GIVEN TEXT:
Another hugely impactful way that we can make a difference is by questioning the companies that make the products we buy. Too many companies get away with questionable activity and approaches because we are too ready to believe their marketing. It’s so important to push back because companies listen to their consumers – and if those consumers are demanding change, then it is more likely to happen.

R2R: Circularity is present throughout nature – what does that look like and can we – do we – learn from it? 

S-AK: Absolutely. This is what’s known as biomimicry – the study of how we can learn from nature. In natural systems, waste does not exist. Waste is, in fact, an entirely human concept. In natural systems, products are produced in abundance – indeed, often to excess – but this excess becomes food for insects and helps to build up the soil. There is a process – and each stage of that process has its purpose, whether that is to build or feed something else. By contrast, humans take and put nothing back. Our processes are linear, not cyclical and we need to ask ourselves how we can learn from nature’s systems: systems that have evolved and been perfected over four billion years. 

There are some brilliant examples of how humans have been inspired by nature to solve engineering challenges. The Eastgate shopping centre in the Zimbabwean capital Harare is one such example: instead of using conventional air-conditioning to keep it cool, the designers were inspired by self-cooling termite mounds to regulate the building’s temperature with dramatically less energy consumption. And that was back in the 80s! In Japan, the famous bullet train would create a sonic boom when entering and leaving a tunnel, causing huge disruption to local residents. The engineer charged with solving this problem happened to be an avid birdwatcher and had observed kingfishers catching fish with their beaks without causing any ripples on the water’s surface. He applied similar principles to modify the design of the train’s nose, and the sonic boom was no more! 

Eastgate’s natural ventilation system, inspired by a termite mound


The bullet train and a kingfisher

The possibilities are endless! Could we learn from the arum lily which moves water in a spiral, like a vortex, instead of using pumps? We currently make cement by heating the raw materials under huge pressure – but coral reefs, an equally hard material, are constructed in cold seawater using abundant material.

DATA SHOWN:
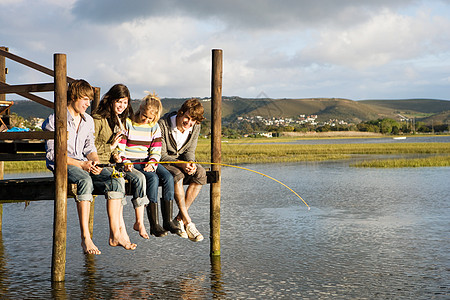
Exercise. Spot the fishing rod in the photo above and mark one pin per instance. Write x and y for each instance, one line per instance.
(122, 164)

TO DO:
• A. In the interview on biomimicry, which bird inspired the change to the bullet train's nose?
• B. Continue the interview on biomimicry past its final sentence.

ANSWERS FOR EACH ITEM:
• A. The kingfisher.

• B.
It’s hard, especially for those of us who live in cities, to reconnect with nature, but there are some exciting projects to bring nature back to these areas by redesigning urban spaces. It would be better for wildlife, for the planet and for our collective mental health – it’s a no-brainer.

We can invite nature into our everyday lives too – it’s ok to start small. There’s an amazing initiative called Soil for Life in Cape Town which helps people to grow food even in very small areas with just the basics. After all, if you have a tomato, you have tomato seeds! Too many people feel disempowered, but we can’t wait for governments to tell us what to do. We have to take the initiative. If we just start, it’s amazing how much our confidence can grow.

R2R: What are your hopes for the future?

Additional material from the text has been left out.